──────── Dataset ────────

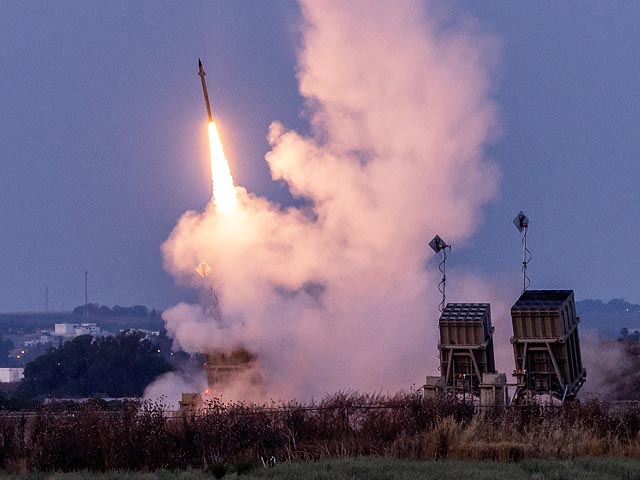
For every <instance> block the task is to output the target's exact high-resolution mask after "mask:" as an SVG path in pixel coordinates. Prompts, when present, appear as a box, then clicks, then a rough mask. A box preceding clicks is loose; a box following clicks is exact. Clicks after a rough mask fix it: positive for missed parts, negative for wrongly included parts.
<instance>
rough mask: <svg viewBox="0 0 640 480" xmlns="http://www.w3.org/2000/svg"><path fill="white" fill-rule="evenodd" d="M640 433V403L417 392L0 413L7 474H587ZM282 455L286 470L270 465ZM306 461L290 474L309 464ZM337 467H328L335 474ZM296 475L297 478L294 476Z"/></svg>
mask: <svg viewBox="0 0 640 480" xmlns="http://www.w3.org/2000/svg"><path fill="white" fill-rule="evenodd" d="M639 433H640V409H639V408H638V406H637V405H625V406H617V407H615V408H612V407H610V406H609V405H607V404H601V403H589V404H586V405H579V404H572V405H565V406H563V407H548V406H547V407H542V406H539V405H527V406H519V407H513V408H500V409H494V410H490V411H483V412H480V413H478V412H477V411H476V409H475V407H474V406H473V405H469V404H464V403H460V402H457V401H455V400H450V401H438V402H425V401H423V400H422V399H421V398H420V397H419V396H417V395H404V396H397V397H393V398H387V397H371V396H364V395H344V394H340V395H336V396H333V397H330V398H327V399H326V400H324V401H323V402H321V403H320V404H315V405H299V404H288V405H281V406H277V407H276V406H275V405H269V406H266V407H265V406H262V407H254V406H248V405H246V404H242V403H229V404H223V403H221V402H219V401H217V400H214V401H211V402H208V403H207V406H206V408H205V409H204V410H202V411H201V412H199V413H198V414H197V415H195V416H194V415H193V414H187V413H184V414H183V415H176V414H173V413H172V412H168V411H167V410H166V408H165V407H164V406H163V405H162V404H159V403H149V402H146V403H138V402H123V403H121V404H119V405H111V404H107V403H106V402H100V401H89V402H86V403H82V404H72V403H70V404H67V405H51V406H42V407H38V408H37V409H36V410H34V411H32V412H23V413H10V414H4V415H2V414H0V470H2V471H12V472H29V471H46V472H72V471H82V470H91V471H96V472H109V471H137V472H139V471H143V472H154V471H158V470H171V471H174V470H175V471H182V470H185V469H188V468H194V469H202V470H203V471H205V472H208V473H209V474H212V475H214V476H216V475H217V476H219V477H220V476H224V475H225V474H228V473H234V472H237V473H246V472H256V475H257V474H258V473H257V472H260V473H259V474H260V475H266V476H267V478H269V477H268V476H269V475H271V473H269V472H275V471H279V469H280V467H281V466H282V465H283V464H287V463H294V464H296V463H297V462H308V461H325V460H330V459H342V460H344V459H353V458H358V457H378V458H385V459H402V460H411V461H424V460H439V461H444V460H446V461H447V462H449V461H452V460H457V461H465V462H499V463H500V464H514V463H516V464H519V466H518V468H521V469H522V468H525V467H526V466H527V465H538V463H535V462H533V463H531V462H530V461H531V460H540V459H549V458H555V459H558V460H557V462H556V464H555V465H556V467H557V469H559V468H560V466H558V465H565V467H562V468H565V469H568V470H567V471H571V469H576V468H583V467H582V466H580V465H583V464H582V463H579V462H576V463H575V465H576V466H571V465H573V463H565V462H562V461H560V460H564V461H569V460H573V459H575V458H580V457H601V458H602V457H611V456H616V457H627V458H634V459H640V435H639ZM271 459H274V460H275V463H277V464H278V467H277V468H275V469H264V470H263V469H262V468H261V467H262V466H263V465H265V464H269V463H270V461H271ZM356 461H357V460H356ZM368 461H373V460H368ZM376 461H380V462H382V461H383V460H376ZM612 462H613V461H612ZM616 462H617V463H615V462H614V463H611V464H603V465H608V466H607V467H606V468H607V469H608V470H607V471H613V469H614V466H616V465H617V467H616V468H618V470H616V471H617V472H618V473H616V475H618V477H617V478H620V477H621V476H622V478H624V475H627V472H628V471H634V472H636V473H637V469H638V468H639V467H638V464H637V462H636V463H634V462H630V463H628V464H626V463H624V462H622V461H616ZM621 462H622V463H621ZM447 464H448V465H456V464H455V463H447ZM304 465H306V464H305V463H303V466H300V467H298V466H295V465H293V466H290V467H286V468H291V469H295V468H307V467H304ZM327 465H328V466H327V467H326V469H331V468H333V467H331V466H330V465H331V464H327ZM395 465H409V466H411V465H414V466H415V465H416V464H413V463H406V464H401V463H398V464H395ZM425 465H426V464H425ZM429 465H439V463H433V464H429ZM479 465H495V464H490V463H486V464H485V463H483V464H479ZM566 465H570V467H567V466H566ZM594 465H596V466H594V467H593V468H591V467H589V468H587V467H584V468H585V469H586V470H589V469H590V471H594V472H596V471H598V470H597V468H600V467H597V465H600V464H594ZM620 465H622V466H620ZM556 467H554V468H556ZM596 467H597V468H596ZM323 468H324V467H323ZM389 468H391V467H389ZM403 468H405V467H403ZM406 468H408V469H409V470H410V468H409V467H406ZM411 468H414V467H411ZM429 468H440V467H429ZM479 468H480V467H479ZM483 468H484V467H483ZM487 468H489V467H487ZM508 468H512V467H508V466H500V467H499V468H498V467H491V470H492V471H493V470H496V469H497V470H496V471H503V470H504V471H505V472H510V470H508ZM526 468H529V467H526ZM535 468H537V467H530V469H531V473H532V475H533V474H536V475H537V474H538V473H540V472H538V471H536V470H535ZM602 468H605V467H602ZM629 469H635V470H629ZM379 470H380V469H379ZM409 470H407V471H408V472H409ZM380 471H382V472H384V469H382V470H380ZM603 472H604V471H603ZM604 473H606V472H604ZM604 473H602V475H604ZM331 474H332V472H328V473H327V477H326V478H330V475H331ZM292 475H294V478H295V471H294V474H292ZM354 475H355V474H354ZM358 475H359V473H358ZM389 475H391V473H389ZM407 475H409V473H407ZM274 478H279V477H274ZM285 478H286V477H285ZM316 478H325V477H318V476H317V475H316ZM385 478H394V477H392V476H388V477H385ZM409 478H410V477H409ZM452 478H455V477H452ZM505 478H506V477H505ZM535 478H545V477H544V476H538V477H535ZM553 478H565V477H562V476H556V477H553ZM603 478H605V477H603ZM630 478H638V477H630Z"/></svg>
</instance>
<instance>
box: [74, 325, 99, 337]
mask: <svg viewBox="0 0 640 480" xmlns="http://www.w3.org/2000/svg"><path fill="white" fill-rule="evenodd" d="M75 335H76V337H79V336H80V335H91V336H92V337H97V336H98V335H100V327H99V326H98V325H97V324H95V323H81V324H80V325H77V326H76V329H75Z"/></svg>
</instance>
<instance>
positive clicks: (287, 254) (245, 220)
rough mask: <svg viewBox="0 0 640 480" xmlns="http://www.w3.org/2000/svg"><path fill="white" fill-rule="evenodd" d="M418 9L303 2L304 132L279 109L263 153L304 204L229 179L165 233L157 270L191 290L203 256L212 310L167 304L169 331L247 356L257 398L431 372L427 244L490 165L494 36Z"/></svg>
mask: <svg viewBox="0 0 640 480" xmlns="http://www.w3.org/2000/svg"><path fill="white" fill-rule="evenodd" d="M428 7H429V6H428V5H427V6H426V7H425V4H424V3H423V2H421V1H404V2H401V3H399V4H394V6H393V7H391V6H390V5H389V2H385V1H370V0H366V1H365V0H361V1H349V2H342V1H337V0H335V1H334V0H326V1H318V0H313V1H304V2H303V3H302V8H301V11H302V17H303V18H302V19H301V23H302V27H301V32H302V40H303V43H302V45H301V47H300V50H299V53H298V56H299V71H298V77H299V83H300V93H301V94H302V96H303V97H304V98H305V99H306V100H307V106H308V110H309V112H310V120H311V125H312V132H313V133H312V135H311V136H309V137H306V136H303V135H300V134H299V133H297V132H294V131H291V130H288V129H287V128H286V127H285V126H283V125H282V124H280V123H278V122H274V123H273V124H272V125H271V126H270V127H269V132H268V140H269V143H270V145H271V151H270V152H269V153H267V155H266V160H267V162H268V164H269V167H270V169H271V172H272V176H273V178H274V180H283V181H284V182H286V183H287V185H288V186H289V188H290V190H291V192H292V193H293V194H294V195H295V196H296V197H299V198H301V199H304V200H305V202H304V204H305V206H304V207H300V208H293V207H292V208H286V209H283V208H281V207H280V206H278V205H275V204H273V203H271V202H269V201H268V200H267V199H264V198H258V197H256V196H253V195H251V194H250V193H247V192H246V191H244V190H243V189H241V188H239V189H238V192H239V205H238V208H237V209H236V210H235V211H234V212H232V213H230V214H222V213H219V212H216V210H215V207H214V206H213V205H209V207H208V208H207V209H206V211H204V212H202V213H200V212H187V213H186V214H185V215H184V216H183V217H182V219H181V220H180V221H179V223H178V225H177V226H176V227H175V229H174V231H173V232H172V234H171V236H170V238H169V239H168V240H167V241H166V243H165V244H164V245H163V253H164V257H165V265H166V269H167V270H168V271H169V272H171V273H172V274H173V275H175V276H176V278H177V279H179V281H181V282H184V283H187V284H189V285H192V286H194V287H198V288H201V289H203V296H205V295H206V293H204V292H206V290H207V288H208V286H209V285H208V280H206V281H205V280H202V279H200V278H199V277H198V276H197V275H195V273H194V268H195V267H196V266H197V265H198V264H199V263H200V262H201V261H202V260H205V261H206V262H207V263H208V264H209V265H210V266H211V268H212V270H213V277H212V278H213V279H214V282H215V284H214V286H215V288H216V292H217V294H218V297H219V300H220V306H219V308H220V311H221V313H222V317H223V325H220V324H218V323H217V322H216V321H215V320H214V319H213V318H212V317H211V316H210V315H207V313H206V311H205V310H206V309H205V308H204V307H201V306H198V305H195V306H194V305H184V304H181V305H178V306H176V307H174V308H171V309H169V310H167V311H166V312H165V314H164V319H165V321H166V323H167V328H168V330H169V332H170V334H172V335H173V336H174V337H175V339H176V341H177V342H178V343H179V345H180V346H181V347H182V348H184V349H186V350H188V351H205V350H208V349H211V348H214V347H226V348H229V347H230V346H234V345H243V346H244V347H246V348H247V349H249V350H251V351H252V352H254V353H256V354H257V356H258V358H259V363H260V367H261V369H262V372H261V375H262V378H263V380H264V385H265V389H266V391H265V395H268V396H269V397H275V398H284V397H297V398H309V397H311V396H315V397H318V396H323V395H324V394H325V393H326V392H333V391H336V390H340V389H358V390H363V391H381V390H384V391H393V390H396V389H405V388H409V387H410V386H411V385H412V384H415V385H418V386H419V385H421V384H422V382H423V379H424V375H425V374H427V373H429V372H432V373H435V372H436V365H437V355H436V353H435V344H436V341H437V340H436V338H437V321H436V320H437V314H436V308H437V304H438V303H439V298H438V297H437V290H436V288H435V285H436V284H437V282H438V280H439V279H438V276H437V275H436V273H437V272H435V271H434V270H435V269H434V268H431V269H427V268H426V267H427V261H428V259H432V257H433V253H432V252H431V251H430V250H429V249H428V247H427V242H428V241H429V240H430V239H431V238H432V237H433V236H434V234H435V233H439V234H441V235H442V236H443V237H444V238H445V239H447V240H448V241H449V242H452V243H454V242H460V241H461V240H463V239H466V238H468V237H469V236H470V234H471V233H472V231H473V228H474V226H475V225H476V224H477V223H478V220H477V219H478V217H479V216H481V215H480V213H481V212H480V209H481V207H482V206H483V204H485V203H486V202H487V201H488V200H489V199H490V198H491V197H492V196H493V195H494V194H495V192H496V188H497V179H498V177H499V175H498V172H497V171H496V169H495V167H494V166H493V164H491V163H490V162H488V161H487V160H486V159H484V158H483V149H484V148H485V146H486V145H487V143H488V142H489V141H490V140H491V137H492V136H493V132H494V131H495V106H494V104H493V103H492V101H491V99H490V86H491V82H490V80H491V78H490V70H491V65H492V64H493V60H494V57H495V51H496V49H495V44H494V41H493V39H492V38H490V37H489V36H486V35H484V34H482V33H480V32H478V31H477V29H476V26H475V24H474V23H473V22H472V21H468V20H465V21H457V20H455V19H452V18H449V17H447V18H445V17H443V16H441V15H440V13H442V12H438V15H436V13H435V12H432V11H430V10H429V8H428ZM476 287H477V285H476V286H475V287H474V288H476ZM457 300H459V301H465V299H463V298H458V299H457ZM475 300H479V298H477V299H475ZM488 300H491V299H486V300H485V301H488Z"/></svg>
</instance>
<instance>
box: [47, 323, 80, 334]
mask: <svg viewBox="0 0 640 480" xmlns="http://www.w3.org/2000/svg"><path fill="white" fill-rule="evenodd" d="M78 326H79V325H78V324H77V323H56V325H55V328H54V331H53V333H54V334H55V335H59V336H61V337H74V336H75V334H76V328H77V327H78Z"/></svg>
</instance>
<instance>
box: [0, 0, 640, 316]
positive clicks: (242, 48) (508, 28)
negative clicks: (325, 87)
mask: <svg viewBox="0 0 640 480" xmlns="http://www.w3.org/2000/svg"><path fill="white" fill-rule="evenodd" d="M454 8H455V12H456V13H457V14H465V15H472V16H475V17H476V18H477V19H478V20H479V24H480V27H481V28H482V29H483V30H486V31H489V32H492V33H494V34H495V35H497V37H498V38H499V40H500V42H501V45H502V56H501V62H500V65H499V69H498V71H497V72H496V75H495V98H496V100H497V102H498V105H499V108H500V118H501V122H502V128H503V131H502V133H501V135H500V136H499V137H498V139H497V141H496V143H495V144H494V145H492V146H491V147H490V148H489V150H488V155H489V156H490V157H492V158H493V159H495V161H496V162H497V164H498V165H499V167H500V169H501V170H502V173H503V178H502V182H501V195H500V197H499V198H497V199H496V200H495V201H493V202H492V203H491V204H490V205H489V206H488V207H487V208H486V209H485V218H484V219H478V222H479V226H478V231H477V233H476V234H475V235H474V236H472V237H471V239H470V241H469V242H468V244H467V245H465V246H462V245H461V246H456V245H454V250H453V252H452V255H451V257H450V263H449V265H451V268H452V271H453V272H455V269H456V268H459V269H463V270H466V271H471V272H475V273H478V274H481V275H487V276H488V275H492V276H494V275H495V276H496V278H497V279H498V280H499V281H516V282H517V281H519V255H520V253H519V252H520V244H519V235H518V232H517V231H516V230H515V228H514V226H513V225H512V224H511V221H512V219H513V217H515V215H516V213H517V212H518V210H520V209H522V210H524V211H525V213H526V214H527V215H528V216H529V217H530V219H531V228H530V233H529V245H530V248H531V250H532V252H533V261H532V263H531V265H530V270H529V271H530V277H531V279H532V281H533V283H532V287H535V288H573V289H574V290H575V292H576V297H577V298H578V299H582V298H602V299H609V298H611V297H614V296H623V297H625V298H626V299H627V300H629V301H633V302H640V291H639V290H638V288H637V273H636V272H637V271H639V270H640V258H639V257H638V255H637V240H636V238H637V236H638V233H639V227H638V223H637V218H638V217H640V188H638V185H637V183H638V179H639V178H640V161H639V152H640V135H639V132H640V56H639V55H638V52H637V47H638V45H640V29H638V27H637V26H638V25H639V24H640V5H639V4H637V3H635V2H619V3H618V2H617V3H615V4H609V3H606V2H605V3H599V2H598V3H596V2H588V3H583V4H581V5H580V9H578V7H577V6H576V4H575V2H568V1H566V2H535V3H522V2H508V1H496V2H474V1H458V2H457V3H455V4H454ZM297 20H298V12H297V7H296V5H295V3H293V2H274V1H271V2H260V1H252V2H221V1H220V2H210V1H203V2H156V1H138V2H124V1H122V2H108V3H103V2H85V1H67V2H64V3H57V4H54V3H51V2H29V3H25V2H18V1H15V2H9V1H8V2H3V3H2V6H1V7H0V32H2V33H0V112H1V115H0V226H1V227H2V233H1V234H0V311H18V310H42V309H43V308H44V290H45V285H48V286H49V299H50V300H49V304H50V306H53V307H54V308H55V309H60V308H62V307H63V306H64V307H65V308H66V309H70V308H72V307H74V306H76V305H78V304H80V303H82V301H83V272H84V270H85V268H86V269H88V270H89V275H90V292H89V296H90V301H94V302H99V303H103V304H107V305H113V304H120V305H132V304H145V305H147V306H149V307H157V308H164V307H166V306H168V305H171V304H173V303H175V302H176V301H178V300H180V299H189V298H191V297H192V293H191V292H189V291H185V290H181V289H178V288H176V287H174V285H173V280H172V279H171V278H170V277H169V275H167V274H166V273H164V271H163V269H162V257H161V254H160V250H159V247H160V244H161V243H162V242H163V241H164V240H165V239H166V238H167V236H168V235H169V233H170V231H171V229H172V228H173V226H174V225H175V223H176V221H177V219H178V218H179V217H180V215H181V214H182V213H183V212H184V211H186V210H189V209H201V208H203V207H204V206H205V205H206V203H207V202H208V200H209V196H210V180H209V173H208V169H209V165H208V163H209V158H208V151H207V137H206V112H205V108H204V104H203V101H202V92H201V90H200V85H199V78H198V77H197V75H196V72H197V60H198V57H201V58H202V60H203V62H204V65H205V70H206V71H207V73H208V76H207V81H208V85H209V93H210V96H211V98H212V108H213V111H214V116H215V117H216V118H217V119H218V121H219V124H220V125H219V126H220V129H221V134H222V137H223V141H224V143H225V148H226V152H227V156H228V157H229V158H230V160H231V163H232V169H233V174H234V177H235V179H236V181H237V183H239V184H242V185H243V186H245V187H246V188H247V189H248V190H250V191H252V192H255V193H257V194H260V195H266V196H269V197H270V198H272V199H276V200H279V201H281V202H284V203H287V202H289V201H290V197H289V195H288V194H287V192H286V189H284V188H283V187H282V186H281V185H278V184H274V183H272V182H271V180H270V178H269V174H268V171H267V167H266V164H265V162H264V160H263V156H264V154H265V153H266V151H267V149H268V145H267V142H266V138H265V137H266V133H267V127H268V125H269V123H270V122H271V121H272V120H280V121H282V122H283V123H284V124H285V125H287V126H288V127H292V128H295V129H296V130H298V131H302V132H304V131H305V130H306V129H307V125H306V122H305V117H304V115H303V114H302V113H301V112H302V109H303V103H302V101H301V99H300V98H299V96H298V94H297V83H296V79H295V48H296V42H297V32H296V24H297ZM435 233H438V232H434V234H435ZM429 240H430V238H426V239H425V248H427V247H426V243H427V242H428V241H429ZM450 280H451V281H455V273H452V277H451V278H450Z"/></svg>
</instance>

────────

Assignment:
Could you copy out verbatim every line from the start of the records through the line containing "433V403L417 392L0 413L7", with both of those lines included and the picture left out?

Expected answer:
For every <instance> block the task is to output the target's exact high-resolution mask after "mask:" as an SVG path in pixel coordinates. Prompts, when present, appear as a box, then clicks, then a rough mask. A box preceding clicks is loose; a box following clicks is exact. Clicks after a rough mask fix it: positive for missed parts, negative for wrongly included parts.
<instance>
rough mask: <svg viewBox="0 0 640 480" xmlns="http://www.w3.org/2000/svg"><path fill="white" fill-rule="evenodd" d="M640 433V403L417 392L0 413L7 474H587ZM282 455L286 470L270 465ZM306 461L290 474L309 464ZM337 467H328L335 474ZM296 475L297 478L294 476Z"/></svg>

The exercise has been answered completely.